_Stated problem 1:_ Summarize the forum discussion below in two sentences.
_Stated problem 2:_
Answer these questions about the forum discussion below, one line each:
(a) Which two cities' central libraries did one poster visit recently?
(b) In what year did the "new" Arcade open?
(c) On which floor is the food court at Liberty Place?

_Document:_

****************************************

June 25, 200717 yr Interesting... "You don't just walk into a bar and mix it up by calling a girl fat" - buildingcincinnati speaking about new forumers
June 25, 200717 yr A couple of thoughts... When was the 'new' courthouse torn down? Has a new central library ever been considered for the arcade/portion of the arcade. After visiting Columbus' and Fort Wayne's recently, I think Dayton could do better. Can you imagine the rotunda as a reading room?!?!?
June 25, 200717 yr I don't know. I'd assume it went down in the early 1970s, with the rest of the Courthouse Square block. Unless it was torn down earlier. I don't know the details of CH Square. There was an article, sort of an op-ed, in the DDN that mentions the library relocation as a discarded alternative for the Arcade, discarded because the floors/structure wouldnt be able to take the weight of the book stacks.
June 25, 200717 yr Great Work! My feeling is that until downtown gets 3,000 to 5,000 more workers (yes, i said 3-5 THOUSAND), the Arcade has no future. By getting that many people downtown on a daily basis, you would have enough of a customer base to make it work. But there's another problem - geography. When the "new" Arcade opened in 1980, 3rd & Main was the center of downtown, particularly after work and on the weekends. Now the center of downtown is at Patterson & Monument. In order for the Arcade to work, it needs activity post workday and on the weekends. All those people now gather at Riverscape and 5/3 Field. The Arcade is too far from there to see any spinoff from that. As for the mid-1980s food court - the reason I think it was absurd is this: People will walk through a whole shopping center to get to the food. The food court should have been put on the 2nd floor. Yes, you would have lost the ability to eat under the dome, but all of that traffic would have been brought up the 2nd floor. All of the patrons would have had to walk past the merchants on the 1st floor, generating constant foot traffic to both floors. Here in Philly we have Liberty Place, which has two tall office towers and an Arcade like shopping center between them (it even has a dome). The food court is on the 2nd floor. Guess why? As for the "new" courthouse, it was torn down around 1974 to make way for the open plaza on Courthouse Square. As the originator of this thread so ably pointed out, CHS's design is faulty, never taking into account the Arcade, but that's the history of Dayton. They do things piecemeal - something here, something there - never looking at the bigger picture. By the way - the original plan for Courthouse Square was to tear down everything in the block and just have a big open plaza with a fountain in the middle. At least they stopped that.

****************************************

_Data supplied:_

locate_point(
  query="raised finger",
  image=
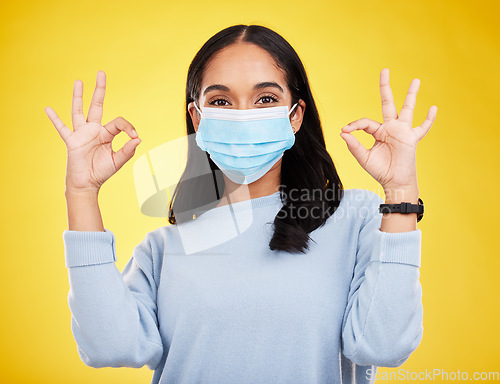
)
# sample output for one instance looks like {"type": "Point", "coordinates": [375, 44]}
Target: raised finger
{"type": "Point", "coordinates": [115, 126]}
{"type": "Point", "coordinates": [427, 124]}
{"type": "Point", "coordinates": [389, 110]}
{"type": "Point", "coordinates": [77, 115]}
{"type": "Point", "coordinates": [95, 109]}
{"type": "Point", "coordinates": [61, 128]}
{"type": "Point", "coordinates": [368, 125]}
{"type": "Point", "coordinates": [406, 114]}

****************************************

_Exercise response 1:_ Posters discuss the Dayton Arcade, including the idea of putting a central library there, which a newspaper piece said was discarded because the floors could not bear the weight of book stacks. One poster argues the Arcade has no future without 3,000 to 5,000 more downtown workers and is too far from where people now gather, says its food court should have been on the second floor, and states the "new" courthouse came down around 1974 for the Courthouse Square plaza.

_Exercise response 2:_
(a) Columbus and Fort Wayne
(b) 1980
(c) The second floor